> [Work to complete]:
Please count the lines in the entries below that contain the string "metal", treating uppercase and lowercase as different, and give only the number.

> [Dataset excerpts on object pointing]:
= = = =
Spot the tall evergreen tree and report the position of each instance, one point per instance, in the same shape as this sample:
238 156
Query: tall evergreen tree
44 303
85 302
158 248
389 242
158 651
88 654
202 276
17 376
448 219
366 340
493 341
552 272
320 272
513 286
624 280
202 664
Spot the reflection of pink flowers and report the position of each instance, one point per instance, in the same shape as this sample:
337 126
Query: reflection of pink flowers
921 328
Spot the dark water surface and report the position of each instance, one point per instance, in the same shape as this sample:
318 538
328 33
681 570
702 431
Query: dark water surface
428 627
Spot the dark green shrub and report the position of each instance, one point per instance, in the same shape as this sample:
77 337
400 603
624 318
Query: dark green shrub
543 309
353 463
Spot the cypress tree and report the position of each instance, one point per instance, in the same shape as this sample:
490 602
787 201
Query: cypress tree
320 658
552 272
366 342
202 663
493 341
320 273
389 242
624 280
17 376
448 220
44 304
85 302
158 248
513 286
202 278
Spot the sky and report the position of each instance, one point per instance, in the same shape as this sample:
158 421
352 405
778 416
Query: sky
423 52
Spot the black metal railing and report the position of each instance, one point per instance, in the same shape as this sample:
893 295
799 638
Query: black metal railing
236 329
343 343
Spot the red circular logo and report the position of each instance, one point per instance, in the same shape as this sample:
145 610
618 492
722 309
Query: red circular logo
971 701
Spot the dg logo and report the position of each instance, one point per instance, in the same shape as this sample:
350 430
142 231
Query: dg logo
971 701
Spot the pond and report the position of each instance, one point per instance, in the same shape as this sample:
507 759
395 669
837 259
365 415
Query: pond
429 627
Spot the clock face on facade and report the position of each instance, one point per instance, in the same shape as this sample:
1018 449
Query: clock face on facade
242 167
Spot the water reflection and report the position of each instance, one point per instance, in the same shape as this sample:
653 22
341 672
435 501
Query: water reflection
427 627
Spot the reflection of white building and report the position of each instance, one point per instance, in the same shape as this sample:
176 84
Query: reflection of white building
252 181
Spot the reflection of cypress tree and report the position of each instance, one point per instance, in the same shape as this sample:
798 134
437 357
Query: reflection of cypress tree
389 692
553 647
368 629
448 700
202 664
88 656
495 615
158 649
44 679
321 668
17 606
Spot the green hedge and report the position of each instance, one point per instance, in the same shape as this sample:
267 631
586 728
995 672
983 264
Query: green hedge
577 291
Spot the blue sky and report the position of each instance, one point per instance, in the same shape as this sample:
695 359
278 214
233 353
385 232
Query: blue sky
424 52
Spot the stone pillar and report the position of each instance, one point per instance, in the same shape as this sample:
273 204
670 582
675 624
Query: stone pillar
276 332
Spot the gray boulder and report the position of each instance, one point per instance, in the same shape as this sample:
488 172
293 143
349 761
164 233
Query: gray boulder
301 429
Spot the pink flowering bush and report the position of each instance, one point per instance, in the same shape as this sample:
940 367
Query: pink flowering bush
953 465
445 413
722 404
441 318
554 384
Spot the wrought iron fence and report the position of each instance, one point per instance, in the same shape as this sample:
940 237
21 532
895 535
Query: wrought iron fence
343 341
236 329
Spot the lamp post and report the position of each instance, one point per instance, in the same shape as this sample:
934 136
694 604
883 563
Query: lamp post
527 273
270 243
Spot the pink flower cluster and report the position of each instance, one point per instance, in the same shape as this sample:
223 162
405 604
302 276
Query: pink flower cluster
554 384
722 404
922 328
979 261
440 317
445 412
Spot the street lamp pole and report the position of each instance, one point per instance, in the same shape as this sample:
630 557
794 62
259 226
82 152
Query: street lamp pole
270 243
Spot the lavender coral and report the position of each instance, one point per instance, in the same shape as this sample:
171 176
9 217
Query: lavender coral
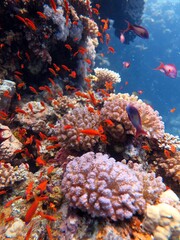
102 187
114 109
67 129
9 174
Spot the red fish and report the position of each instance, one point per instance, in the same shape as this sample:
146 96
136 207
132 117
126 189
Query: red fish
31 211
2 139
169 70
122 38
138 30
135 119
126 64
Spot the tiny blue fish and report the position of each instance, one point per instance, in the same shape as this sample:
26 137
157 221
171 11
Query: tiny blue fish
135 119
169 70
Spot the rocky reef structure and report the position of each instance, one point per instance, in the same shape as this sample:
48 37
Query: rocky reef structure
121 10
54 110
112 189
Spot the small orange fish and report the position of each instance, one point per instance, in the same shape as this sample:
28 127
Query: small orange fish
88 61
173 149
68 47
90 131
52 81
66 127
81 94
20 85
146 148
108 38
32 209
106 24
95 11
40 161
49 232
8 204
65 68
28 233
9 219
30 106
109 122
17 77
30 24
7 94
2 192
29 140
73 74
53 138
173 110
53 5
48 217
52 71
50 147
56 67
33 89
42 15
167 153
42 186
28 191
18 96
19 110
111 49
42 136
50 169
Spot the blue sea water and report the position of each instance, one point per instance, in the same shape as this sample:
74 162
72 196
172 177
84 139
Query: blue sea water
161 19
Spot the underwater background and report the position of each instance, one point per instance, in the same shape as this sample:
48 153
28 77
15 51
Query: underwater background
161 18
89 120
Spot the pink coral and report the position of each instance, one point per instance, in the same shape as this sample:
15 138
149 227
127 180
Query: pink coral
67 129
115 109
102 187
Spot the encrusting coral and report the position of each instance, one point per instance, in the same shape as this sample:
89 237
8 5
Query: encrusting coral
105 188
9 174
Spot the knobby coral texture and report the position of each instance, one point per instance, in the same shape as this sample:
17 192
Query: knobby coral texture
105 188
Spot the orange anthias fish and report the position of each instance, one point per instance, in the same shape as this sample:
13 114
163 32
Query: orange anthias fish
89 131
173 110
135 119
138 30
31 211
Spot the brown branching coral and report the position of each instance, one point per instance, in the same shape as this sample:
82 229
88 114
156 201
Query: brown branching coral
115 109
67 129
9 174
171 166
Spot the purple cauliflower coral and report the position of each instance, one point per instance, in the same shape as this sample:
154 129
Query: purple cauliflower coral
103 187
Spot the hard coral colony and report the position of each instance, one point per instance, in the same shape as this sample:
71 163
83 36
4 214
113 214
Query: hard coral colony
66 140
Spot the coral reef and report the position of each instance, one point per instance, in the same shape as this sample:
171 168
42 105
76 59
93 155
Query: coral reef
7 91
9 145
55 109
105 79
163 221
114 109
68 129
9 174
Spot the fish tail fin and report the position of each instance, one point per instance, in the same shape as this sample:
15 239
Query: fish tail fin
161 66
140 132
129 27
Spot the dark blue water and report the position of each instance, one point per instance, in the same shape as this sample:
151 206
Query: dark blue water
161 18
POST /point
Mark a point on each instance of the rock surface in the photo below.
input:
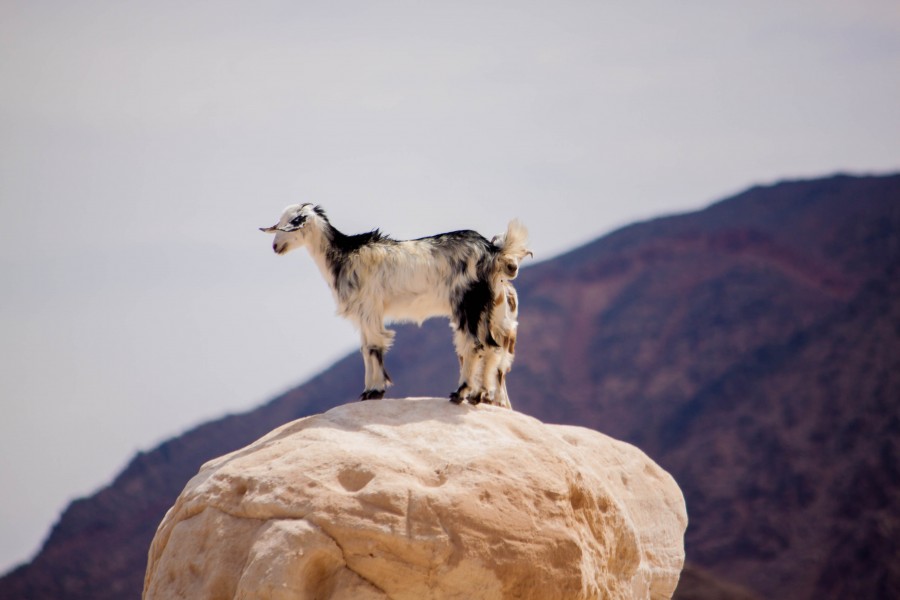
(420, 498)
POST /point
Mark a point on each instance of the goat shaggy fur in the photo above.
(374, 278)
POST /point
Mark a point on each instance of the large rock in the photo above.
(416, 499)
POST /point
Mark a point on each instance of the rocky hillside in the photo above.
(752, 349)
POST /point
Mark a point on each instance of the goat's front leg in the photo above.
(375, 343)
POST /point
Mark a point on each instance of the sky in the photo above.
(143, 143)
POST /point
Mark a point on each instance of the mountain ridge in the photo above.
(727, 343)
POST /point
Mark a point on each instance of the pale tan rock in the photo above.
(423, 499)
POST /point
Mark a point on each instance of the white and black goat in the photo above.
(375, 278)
= = = =
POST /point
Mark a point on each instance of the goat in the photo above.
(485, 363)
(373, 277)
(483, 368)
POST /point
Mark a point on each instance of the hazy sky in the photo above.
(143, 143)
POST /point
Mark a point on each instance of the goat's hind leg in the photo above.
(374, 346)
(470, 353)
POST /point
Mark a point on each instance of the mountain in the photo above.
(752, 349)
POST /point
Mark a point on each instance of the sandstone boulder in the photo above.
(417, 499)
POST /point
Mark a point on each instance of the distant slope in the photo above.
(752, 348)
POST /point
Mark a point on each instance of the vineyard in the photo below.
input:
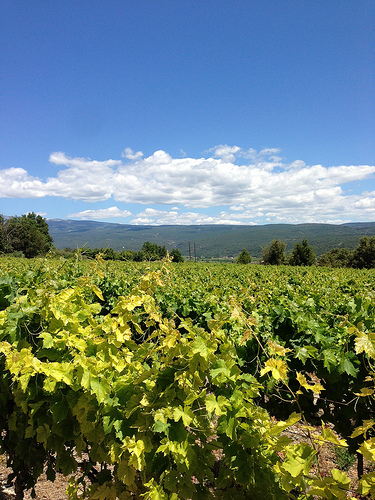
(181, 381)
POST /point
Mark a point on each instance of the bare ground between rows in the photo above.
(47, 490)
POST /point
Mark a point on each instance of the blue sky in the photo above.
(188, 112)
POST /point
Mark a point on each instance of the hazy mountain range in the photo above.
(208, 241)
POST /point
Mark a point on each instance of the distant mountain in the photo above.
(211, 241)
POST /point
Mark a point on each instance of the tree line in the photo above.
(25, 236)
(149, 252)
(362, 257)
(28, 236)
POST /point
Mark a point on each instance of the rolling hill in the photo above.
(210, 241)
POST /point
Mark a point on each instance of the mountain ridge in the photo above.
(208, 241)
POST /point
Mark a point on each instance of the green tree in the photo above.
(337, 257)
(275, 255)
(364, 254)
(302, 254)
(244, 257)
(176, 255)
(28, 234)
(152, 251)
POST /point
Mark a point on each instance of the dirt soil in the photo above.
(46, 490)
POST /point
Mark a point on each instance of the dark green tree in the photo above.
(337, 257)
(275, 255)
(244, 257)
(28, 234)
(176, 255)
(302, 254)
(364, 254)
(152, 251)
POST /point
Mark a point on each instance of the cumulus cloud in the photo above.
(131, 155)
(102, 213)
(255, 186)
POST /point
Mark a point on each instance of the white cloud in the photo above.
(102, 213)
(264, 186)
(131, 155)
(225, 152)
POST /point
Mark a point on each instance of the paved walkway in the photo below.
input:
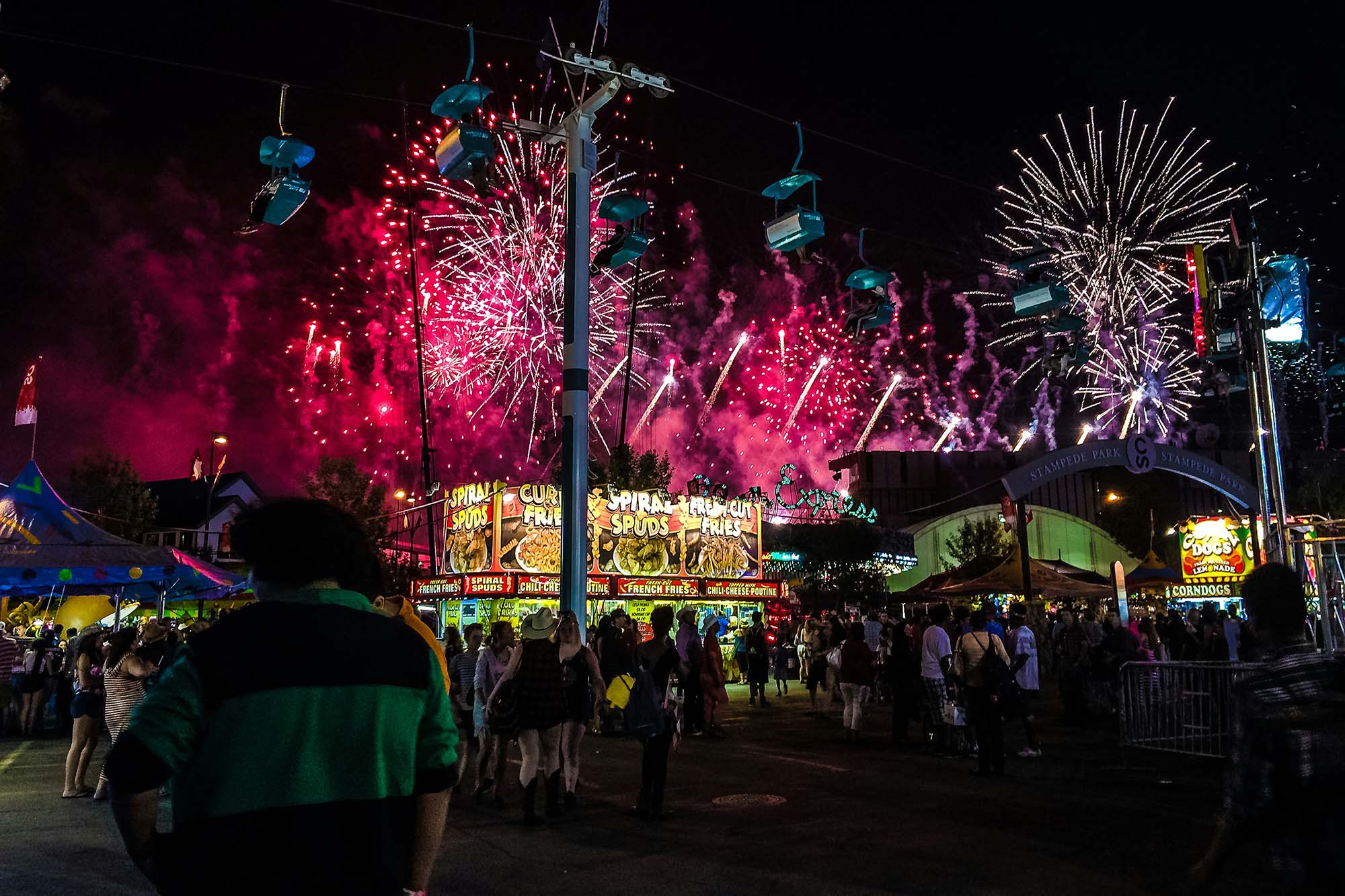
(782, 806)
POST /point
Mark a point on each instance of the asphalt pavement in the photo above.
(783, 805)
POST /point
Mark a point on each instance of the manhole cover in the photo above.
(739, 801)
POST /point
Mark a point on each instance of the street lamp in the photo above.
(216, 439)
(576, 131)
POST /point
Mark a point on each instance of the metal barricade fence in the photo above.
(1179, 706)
= = = =
> [Task response]:
3